- Given entries
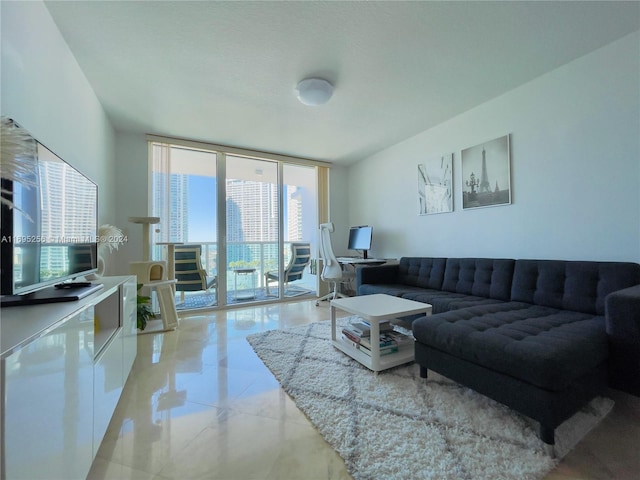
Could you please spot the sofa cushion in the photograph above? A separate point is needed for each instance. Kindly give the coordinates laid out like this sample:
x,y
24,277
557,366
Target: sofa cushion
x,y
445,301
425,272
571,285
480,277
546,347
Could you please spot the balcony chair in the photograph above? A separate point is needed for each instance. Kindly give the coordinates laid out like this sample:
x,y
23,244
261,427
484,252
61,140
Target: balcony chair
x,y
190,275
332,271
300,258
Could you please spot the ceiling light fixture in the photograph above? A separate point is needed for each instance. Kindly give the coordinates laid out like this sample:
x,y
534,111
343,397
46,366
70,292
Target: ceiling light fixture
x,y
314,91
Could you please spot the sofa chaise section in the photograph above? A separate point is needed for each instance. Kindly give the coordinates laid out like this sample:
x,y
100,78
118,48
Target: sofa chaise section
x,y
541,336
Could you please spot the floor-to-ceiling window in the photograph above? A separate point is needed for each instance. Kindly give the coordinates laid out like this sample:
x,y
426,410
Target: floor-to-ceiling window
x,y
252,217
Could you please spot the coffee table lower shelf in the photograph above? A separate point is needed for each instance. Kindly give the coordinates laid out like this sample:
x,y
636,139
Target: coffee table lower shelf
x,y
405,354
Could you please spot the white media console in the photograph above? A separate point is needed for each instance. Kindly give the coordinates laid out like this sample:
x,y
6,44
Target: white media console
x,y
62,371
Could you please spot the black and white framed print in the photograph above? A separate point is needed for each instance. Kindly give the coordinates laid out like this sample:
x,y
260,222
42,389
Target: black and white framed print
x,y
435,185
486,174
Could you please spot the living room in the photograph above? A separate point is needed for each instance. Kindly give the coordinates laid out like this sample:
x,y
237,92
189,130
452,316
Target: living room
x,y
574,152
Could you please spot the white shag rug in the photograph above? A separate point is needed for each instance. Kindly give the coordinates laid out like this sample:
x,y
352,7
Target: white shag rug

* * *

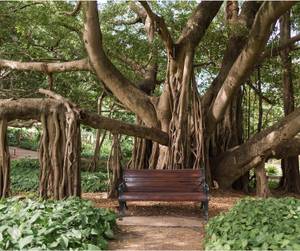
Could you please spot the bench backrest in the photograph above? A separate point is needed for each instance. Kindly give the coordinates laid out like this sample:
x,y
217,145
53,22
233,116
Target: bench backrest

--

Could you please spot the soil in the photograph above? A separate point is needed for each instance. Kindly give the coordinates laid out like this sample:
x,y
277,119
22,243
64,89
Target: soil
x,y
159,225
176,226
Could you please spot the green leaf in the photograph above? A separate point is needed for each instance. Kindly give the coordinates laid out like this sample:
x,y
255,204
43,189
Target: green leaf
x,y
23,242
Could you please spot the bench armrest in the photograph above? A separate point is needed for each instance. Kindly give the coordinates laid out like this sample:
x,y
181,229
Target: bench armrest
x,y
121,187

- The exercise
Select every line of the records above that contains the word "lower", and copy each of those lines.

- Full solution
Could you please spot the coffee table lower shelf in the photograph above? A separate point is needed for each instance. Kindly give the coordinates laid out like this sample:
Target: coffee table lower shelf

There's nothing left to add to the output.